__WHAT YOU NEED TO DO__. Write out the lines below word for word, from the first one through the line that contains "Target: person in dark jacket".

(Location annotation dataset excerpts)

▬▬▬

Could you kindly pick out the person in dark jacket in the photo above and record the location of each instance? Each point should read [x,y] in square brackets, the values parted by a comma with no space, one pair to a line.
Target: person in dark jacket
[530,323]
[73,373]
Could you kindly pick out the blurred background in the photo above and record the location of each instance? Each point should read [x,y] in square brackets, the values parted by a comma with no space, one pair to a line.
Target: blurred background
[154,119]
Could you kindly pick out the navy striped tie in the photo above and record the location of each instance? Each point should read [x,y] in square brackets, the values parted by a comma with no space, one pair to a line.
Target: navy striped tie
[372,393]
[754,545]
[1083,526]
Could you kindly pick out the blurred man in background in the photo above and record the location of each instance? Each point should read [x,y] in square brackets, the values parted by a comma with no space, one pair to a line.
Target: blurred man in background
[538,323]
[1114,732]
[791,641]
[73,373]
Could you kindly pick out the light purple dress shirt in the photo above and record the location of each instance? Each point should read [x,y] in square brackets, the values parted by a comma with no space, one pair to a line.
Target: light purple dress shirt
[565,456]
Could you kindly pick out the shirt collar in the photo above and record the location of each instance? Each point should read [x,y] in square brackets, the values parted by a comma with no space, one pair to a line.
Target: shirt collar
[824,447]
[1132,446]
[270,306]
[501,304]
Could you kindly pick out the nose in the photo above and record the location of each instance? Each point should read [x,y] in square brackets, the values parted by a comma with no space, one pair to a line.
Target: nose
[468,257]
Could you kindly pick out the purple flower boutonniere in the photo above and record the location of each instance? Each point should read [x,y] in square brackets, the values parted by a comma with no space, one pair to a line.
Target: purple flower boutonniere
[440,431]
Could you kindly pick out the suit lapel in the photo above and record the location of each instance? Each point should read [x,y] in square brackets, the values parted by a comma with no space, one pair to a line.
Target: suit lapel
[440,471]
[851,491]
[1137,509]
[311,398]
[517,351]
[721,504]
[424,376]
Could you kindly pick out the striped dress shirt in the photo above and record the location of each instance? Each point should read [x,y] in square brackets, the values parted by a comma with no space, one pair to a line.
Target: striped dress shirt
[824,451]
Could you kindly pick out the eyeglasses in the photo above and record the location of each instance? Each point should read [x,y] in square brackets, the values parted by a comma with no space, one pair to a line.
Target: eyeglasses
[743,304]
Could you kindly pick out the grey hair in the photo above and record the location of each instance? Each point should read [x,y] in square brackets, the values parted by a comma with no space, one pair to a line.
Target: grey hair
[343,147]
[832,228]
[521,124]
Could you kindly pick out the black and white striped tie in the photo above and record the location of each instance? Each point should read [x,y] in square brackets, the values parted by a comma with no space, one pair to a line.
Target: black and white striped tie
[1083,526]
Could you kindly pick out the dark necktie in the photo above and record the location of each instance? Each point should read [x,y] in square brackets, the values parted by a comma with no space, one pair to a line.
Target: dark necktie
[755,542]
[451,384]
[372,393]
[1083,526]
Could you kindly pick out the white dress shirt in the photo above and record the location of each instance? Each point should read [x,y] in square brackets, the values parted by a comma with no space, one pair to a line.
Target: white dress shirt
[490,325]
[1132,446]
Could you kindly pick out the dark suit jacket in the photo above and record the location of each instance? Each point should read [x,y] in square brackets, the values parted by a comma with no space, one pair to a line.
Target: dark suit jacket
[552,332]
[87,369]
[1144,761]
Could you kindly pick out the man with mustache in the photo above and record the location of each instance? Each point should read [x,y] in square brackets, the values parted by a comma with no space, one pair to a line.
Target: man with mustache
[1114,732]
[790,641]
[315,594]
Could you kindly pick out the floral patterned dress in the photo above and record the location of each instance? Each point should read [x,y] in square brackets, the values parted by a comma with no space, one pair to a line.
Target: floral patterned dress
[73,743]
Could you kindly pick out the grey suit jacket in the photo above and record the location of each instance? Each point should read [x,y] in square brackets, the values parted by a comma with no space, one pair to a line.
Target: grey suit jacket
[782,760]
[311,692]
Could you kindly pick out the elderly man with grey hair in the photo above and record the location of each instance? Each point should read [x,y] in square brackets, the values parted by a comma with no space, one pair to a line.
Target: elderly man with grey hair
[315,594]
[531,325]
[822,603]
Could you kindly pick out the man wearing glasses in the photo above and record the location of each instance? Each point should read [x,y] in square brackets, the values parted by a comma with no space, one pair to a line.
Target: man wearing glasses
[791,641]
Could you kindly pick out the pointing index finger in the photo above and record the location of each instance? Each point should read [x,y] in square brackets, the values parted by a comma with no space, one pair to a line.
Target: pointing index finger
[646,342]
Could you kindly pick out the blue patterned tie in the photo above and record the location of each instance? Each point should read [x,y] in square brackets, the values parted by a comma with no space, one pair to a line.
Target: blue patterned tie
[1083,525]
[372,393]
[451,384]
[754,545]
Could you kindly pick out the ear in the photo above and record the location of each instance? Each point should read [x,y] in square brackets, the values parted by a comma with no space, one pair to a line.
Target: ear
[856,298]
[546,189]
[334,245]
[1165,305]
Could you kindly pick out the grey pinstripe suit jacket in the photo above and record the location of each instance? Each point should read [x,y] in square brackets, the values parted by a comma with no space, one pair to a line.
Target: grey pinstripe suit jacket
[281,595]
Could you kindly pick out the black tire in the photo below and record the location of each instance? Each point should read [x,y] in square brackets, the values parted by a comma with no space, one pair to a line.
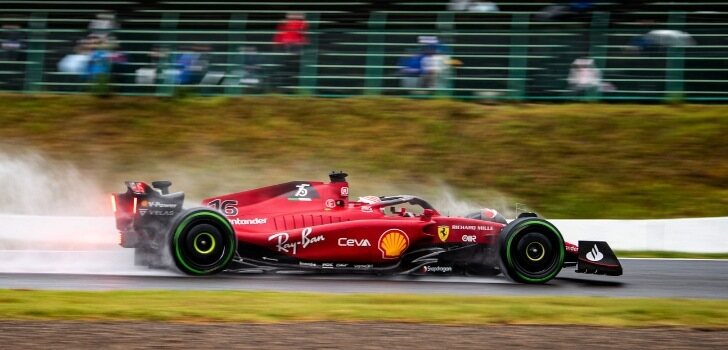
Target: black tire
[202,242]
[531,250]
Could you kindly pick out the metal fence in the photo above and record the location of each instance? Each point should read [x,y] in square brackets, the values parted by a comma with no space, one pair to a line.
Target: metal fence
[505,55]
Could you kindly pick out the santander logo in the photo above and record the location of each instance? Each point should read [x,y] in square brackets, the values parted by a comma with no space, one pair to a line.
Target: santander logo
[594,254]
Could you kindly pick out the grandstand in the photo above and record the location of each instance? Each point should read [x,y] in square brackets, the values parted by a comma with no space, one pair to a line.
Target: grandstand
[356,47]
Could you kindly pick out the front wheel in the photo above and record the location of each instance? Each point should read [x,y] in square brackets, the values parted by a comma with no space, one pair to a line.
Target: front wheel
[203,242]
[531,250]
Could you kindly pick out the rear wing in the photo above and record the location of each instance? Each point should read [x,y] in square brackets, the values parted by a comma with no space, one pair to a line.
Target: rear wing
[598,258]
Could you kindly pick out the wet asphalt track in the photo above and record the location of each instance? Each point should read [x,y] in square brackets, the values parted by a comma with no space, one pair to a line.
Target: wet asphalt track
[642,278]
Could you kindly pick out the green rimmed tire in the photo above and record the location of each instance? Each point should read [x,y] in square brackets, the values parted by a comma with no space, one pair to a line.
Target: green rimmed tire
[531,250]
[202,242]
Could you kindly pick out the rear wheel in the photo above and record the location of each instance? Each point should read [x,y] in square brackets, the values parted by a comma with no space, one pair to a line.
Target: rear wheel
[203,243]
[531,251]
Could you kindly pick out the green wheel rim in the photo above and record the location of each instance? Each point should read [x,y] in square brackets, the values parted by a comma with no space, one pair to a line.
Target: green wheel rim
[535,246]
[200,239]
[185,222]
[561,249]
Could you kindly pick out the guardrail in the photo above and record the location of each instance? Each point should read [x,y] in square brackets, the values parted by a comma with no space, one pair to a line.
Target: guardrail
[506,55]
[698,235]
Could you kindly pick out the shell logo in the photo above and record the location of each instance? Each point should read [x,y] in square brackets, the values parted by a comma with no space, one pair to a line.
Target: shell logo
[393,243]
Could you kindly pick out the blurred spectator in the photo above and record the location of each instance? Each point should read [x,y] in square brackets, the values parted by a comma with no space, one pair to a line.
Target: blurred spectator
[192,67]
[291,33]
[472,6]
[661,38]
[411,70]
[76,62]
[149,73]
[12,42]
[251,65]
[99,61]
[429,68]
[564,11]
[585,78]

▬▬▬

__WRITTEN ANSWER__.
Could you kindly pick out the person in dark jacket in the photo above and record the location of each instance? Each point should read [x,y] in square brackets, the values parted by a comma with no space, one pair to a line.
Target: person in dark jacket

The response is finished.